> PROBLEM DESCRIPTION
In the entries below, the lines from the one with "Query: bull's hind leg" through the one with "like [(388, 112)]." are to be copied exactly; both ends count.
BEGIN EXTRACTED DATA
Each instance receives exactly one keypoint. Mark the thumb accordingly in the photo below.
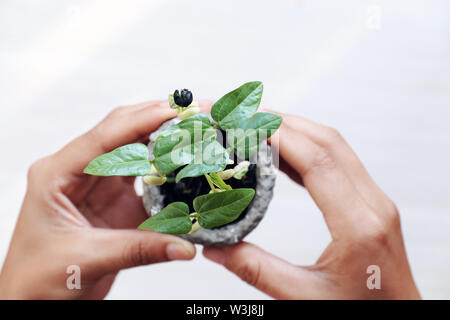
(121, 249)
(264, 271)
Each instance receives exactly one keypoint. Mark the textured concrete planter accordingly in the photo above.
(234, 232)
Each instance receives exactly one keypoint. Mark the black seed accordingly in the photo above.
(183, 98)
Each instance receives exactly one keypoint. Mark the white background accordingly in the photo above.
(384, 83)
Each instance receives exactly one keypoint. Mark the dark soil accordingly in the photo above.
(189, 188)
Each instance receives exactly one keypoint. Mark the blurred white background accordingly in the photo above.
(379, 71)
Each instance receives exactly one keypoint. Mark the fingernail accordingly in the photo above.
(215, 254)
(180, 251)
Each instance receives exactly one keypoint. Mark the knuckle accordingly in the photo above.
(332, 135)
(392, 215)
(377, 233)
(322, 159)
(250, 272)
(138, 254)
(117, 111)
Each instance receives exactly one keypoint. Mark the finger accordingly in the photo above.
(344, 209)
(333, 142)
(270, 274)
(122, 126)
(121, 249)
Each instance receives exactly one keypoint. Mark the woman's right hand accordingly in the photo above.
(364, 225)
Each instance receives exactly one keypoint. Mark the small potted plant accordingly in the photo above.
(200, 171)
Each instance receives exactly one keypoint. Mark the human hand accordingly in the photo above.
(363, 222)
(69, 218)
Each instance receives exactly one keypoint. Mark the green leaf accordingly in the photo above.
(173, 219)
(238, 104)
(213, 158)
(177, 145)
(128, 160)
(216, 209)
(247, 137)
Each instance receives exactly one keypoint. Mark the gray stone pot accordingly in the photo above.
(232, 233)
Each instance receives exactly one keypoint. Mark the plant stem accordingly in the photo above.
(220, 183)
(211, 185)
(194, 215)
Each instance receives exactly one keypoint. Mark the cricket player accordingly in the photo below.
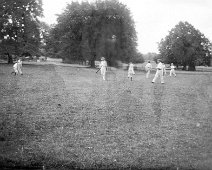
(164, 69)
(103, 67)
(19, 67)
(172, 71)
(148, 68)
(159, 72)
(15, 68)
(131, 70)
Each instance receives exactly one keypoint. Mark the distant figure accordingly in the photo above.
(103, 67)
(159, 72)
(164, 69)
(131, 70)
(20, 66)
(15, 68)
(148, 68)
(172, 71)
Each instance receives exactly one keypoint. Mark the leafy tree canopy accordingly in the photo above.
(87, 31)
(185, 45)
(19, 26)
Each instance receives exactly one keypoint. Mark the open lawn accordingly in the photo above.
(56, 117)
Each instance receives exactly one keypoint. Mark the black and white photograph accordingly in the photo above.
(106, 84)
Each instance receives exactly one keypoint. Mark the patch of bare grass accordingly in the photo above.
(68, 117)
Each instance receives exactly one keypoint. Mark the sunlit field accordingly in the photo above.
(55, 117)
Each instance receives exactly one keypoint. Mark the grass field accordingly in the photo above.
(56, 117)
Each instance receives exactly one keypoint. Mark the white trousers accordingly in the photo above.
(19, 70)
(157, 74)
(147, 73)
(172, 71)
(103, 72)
END EXTRACTED DATA
BEGIN EXTRACTED DATA
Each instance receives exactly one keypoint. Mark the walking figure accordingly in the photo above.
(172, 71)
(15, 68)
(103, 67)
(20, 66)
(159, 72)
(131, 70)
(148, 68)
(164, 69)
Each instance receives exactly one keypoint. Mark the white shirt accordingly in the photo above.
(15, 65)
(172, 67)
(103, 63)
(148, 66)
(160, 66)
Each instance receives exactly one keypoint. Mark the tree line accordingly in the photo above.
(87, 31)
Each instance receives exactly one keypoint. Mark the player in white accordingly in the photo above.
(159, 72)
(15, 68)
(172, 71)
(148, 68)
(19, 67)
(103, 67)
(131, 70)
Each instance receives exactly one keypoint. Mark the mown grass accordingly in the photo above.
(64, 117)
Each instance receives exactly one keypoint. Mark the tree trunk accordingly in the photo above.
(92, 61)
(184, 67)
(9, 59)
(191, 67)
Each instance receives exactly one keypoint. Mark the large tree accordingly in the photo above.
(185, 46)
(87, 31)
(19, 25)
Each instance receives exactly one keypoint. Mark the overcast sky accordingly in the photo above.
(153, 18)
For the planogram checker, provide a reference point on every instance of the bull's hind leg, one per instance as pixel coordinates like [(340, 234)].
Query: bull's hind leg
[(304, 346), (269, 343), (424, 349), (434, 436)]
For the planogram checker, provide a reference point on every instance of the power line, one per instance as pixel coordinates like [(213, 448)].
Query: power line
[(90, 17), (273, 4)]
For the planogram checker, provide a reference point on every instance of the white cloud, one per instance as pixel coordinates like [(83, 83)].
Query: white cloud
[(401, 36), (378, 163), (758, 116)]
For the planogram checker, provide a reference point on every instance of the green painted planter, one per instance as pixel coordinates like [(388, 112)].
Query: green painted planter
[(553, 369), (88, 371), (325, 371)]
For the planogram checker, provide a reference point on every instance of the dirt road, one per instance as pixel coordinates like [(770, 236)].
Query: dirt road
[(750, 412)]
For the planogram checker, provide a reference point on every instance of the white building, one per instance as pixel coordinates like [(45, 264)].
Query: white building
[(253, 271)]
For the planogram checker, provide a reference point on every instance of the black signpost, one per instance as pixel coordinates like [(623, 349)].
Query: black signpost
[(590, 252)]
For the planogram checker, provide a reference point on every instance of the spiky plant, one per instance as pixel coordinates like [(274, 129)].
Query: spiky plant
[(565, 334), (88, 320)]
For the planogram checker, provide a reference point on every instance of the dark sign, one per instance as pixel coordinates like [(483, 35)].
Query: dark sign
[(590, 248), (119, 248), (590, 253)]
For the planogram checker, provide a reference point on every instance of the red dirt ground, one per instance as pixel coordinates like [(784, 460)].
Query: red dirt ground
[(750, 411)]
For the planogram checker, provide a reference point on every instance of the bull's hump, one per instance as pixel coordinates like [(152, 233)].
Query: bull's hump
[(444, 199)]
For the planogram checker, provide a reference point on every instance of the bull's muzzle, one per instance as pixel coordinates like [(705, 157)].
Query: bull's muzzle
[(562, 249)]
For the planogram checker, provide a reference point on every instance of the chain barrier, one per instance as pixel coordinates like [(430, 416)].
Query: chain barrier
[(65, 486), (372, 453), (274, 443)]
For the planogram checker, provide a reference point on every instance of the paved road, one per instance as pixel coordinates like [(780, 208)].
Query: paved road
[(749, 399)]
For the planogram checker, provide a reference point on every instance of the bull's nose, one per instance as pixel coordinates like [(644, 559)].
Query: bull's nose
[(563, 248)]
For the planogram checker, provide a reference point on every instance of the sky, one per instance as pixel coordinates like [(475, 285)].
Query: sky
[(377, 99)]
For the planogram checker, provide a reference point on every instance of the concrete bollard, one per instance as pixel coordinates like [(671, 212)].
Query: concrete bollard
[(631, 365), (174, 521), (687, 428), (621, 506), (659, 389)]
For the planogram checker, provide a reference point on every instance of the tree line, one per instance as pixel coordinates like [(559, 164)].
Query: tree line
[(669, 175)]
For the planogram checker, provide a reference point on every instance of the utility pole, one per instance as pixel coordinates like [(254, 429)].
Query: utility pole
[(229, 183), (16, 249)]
END EXTRACTED DATA
> WRITTEN ANSWER
Query: bull's hind leg
[(304, 346), (269, 343), (424, 349), (434, 436)]
For the planogram checker, provide a reference point on every instance of the power line, one per instance as pixel coordinates like [(213, 448)].
Query: power line
[(90, 17), (273, 4)]
For the planogram checker, provide a reference point on every instance of the white cloud, one per instance as pixel coordinates like [(83, 83)].
Query: white cloud
[(401, 36), (378, 163), (758, 116)]
For the planogram checker, provide a reference point on every instance of the green painted planter, one per instance as pixel coordinates like [(388, 112)].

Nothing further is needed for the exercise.